<<<<
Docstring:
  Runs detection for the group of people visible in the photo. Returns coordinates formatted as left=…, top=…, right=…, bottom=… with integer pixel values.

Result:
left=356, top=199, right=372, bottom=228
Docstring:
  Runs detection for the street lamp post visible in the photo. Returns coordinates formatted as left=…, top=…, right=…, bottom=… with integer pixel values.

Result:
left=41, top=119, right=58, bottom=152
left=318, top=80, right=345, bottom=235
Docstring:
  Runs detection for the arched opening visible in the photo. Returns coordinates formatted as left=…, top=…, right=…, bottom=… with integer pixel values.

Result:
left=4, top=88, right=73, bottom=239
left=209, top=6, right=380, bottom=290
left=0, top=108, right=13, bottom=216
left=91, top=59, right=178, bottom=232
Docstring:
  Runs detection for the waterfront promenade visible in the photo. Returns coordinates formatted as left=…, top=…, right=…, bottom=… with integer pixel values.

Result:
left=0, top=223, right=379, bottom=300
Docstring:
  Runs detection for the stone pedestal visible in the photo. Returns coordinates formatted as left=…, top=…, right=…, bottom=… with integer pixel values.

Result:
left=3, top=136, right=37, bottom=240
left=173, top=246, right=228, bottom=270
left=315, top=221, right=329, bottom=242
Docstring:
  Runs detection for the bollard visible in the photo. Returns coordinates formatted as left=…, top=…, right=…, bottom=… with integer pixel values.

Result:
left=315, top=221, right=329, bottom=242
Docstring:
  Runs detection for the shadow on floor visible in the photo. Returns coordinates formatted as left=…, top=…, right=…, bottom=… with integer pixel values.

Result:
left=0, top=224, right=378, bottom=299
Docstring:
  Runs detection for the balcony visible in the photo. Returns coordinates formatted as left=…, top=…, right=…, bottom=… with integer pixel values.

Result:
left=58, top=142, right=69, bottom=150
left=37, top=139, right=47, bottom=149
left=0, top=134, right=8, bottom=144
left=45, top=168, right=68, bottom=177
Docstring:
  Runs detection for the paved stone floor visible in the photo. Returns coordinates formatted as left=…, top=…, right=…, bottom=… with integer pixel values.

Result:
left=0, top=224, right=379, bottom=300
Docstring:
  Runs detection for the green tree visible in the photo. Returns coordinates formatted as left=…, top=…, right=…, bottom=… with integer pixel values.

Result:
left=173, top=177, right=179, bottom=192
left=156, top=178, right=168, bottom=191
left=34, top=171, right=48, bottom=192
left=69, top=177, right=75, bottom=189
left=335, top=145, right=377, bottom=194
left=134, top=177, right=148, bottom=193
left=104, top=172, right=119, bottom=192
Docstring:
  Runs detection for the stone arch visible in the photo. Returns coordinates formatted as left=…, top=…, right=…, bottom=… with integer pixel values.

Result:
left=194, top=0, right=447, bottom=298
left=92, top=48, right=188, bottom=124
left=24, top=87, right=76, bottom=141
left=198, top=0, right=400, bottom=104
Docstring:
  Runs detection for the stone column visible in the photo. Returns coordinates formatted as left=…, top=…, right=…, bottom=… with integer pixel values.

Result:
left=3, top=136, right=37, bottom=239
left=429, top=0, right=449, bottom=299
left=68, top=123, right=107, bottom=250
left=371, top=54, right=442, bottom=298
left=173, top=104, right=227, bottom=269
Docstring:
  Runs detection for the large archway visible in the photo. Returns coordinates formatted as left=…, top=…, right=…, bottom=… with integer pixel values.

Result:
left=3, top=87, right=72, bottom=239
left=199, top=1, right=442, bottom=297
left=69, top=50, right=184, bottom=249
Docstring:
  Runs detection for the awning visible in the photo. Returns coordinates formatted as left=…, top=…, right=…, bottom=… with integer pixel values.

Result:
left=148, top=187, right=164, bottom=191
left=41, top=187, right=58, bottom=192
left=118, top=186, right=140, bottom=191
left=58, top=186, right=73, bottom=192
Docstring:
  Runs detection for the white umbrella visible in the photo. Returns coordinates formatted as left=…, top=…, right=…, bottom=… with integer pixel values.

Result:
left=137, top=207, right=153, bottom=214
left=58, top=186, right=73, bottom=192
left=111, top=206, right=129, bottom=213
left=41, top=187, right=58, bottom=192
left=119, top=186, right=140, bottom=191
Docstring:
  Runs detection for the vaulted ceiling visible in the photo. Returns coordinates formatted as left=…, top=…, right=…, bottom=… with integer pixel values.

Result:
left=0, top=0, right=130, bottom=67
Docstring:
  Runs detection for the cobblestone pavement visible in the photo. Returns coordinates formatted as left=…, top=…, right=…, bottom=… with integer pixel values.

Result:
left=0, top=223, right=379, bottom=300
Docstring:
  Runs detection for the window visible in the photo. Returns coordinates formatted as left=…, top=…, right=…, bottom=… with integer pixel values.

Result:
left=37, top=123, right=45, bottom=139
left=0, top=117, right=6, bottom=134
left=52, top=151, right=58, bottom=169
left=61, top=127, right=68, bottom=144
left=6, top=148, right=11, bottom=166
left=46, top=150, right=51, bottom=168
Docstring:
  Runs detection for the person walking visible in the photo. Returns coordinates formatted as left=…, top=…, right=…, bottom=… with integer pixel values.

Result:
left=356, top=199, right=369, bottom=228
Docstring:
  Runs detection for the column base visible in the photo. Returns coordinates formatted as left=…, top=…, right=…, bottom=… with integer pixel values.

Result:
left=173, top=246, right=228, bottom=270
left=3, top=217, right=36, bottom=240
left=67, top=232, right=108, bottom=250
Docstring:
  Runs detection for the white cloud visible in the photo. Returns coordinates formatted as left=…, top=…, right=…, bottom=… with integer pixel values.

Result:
>>>>
* **Prompt**
Scale the lines from the first one through the line that contains "left=91, top=59, right=178, bottom=232", both ends included. Write each of those lines again, requests as well, but multiply every coordinate in the answers by 1.5 and round it to a whole number, with halves rounded up.

* **Written solution**
Docstring:
  Runs detection for the group of people visible in the photo. Returns coordinates formatted as left=…, top=…, right=…, bottom=… with integer pixel values.

Result:
left=534, top=299, right=558, bottom=342
Docstring:
  Runs detection for the street lamp post visible in the photo. Returns coordinates formatted as left=…, top=…, right=…, bottom=… with integer pixel values.

Result:
left=62, top=179, right=87, bottom=228
left=477, top=120, right=518, bottom=353
Docstring:
  Runs detection for the arched opening visible in the photo. Returns coordinates formatted as left=…, top=…, right=…, bottom=… with integer pixel values.

Result:
left=6, top=132, right=110, bottom=359
left=314, top=9, right=570, bottom=435
left=0, top=162, right=20, bottom=324
left=137, top=89, right=267, bottom=348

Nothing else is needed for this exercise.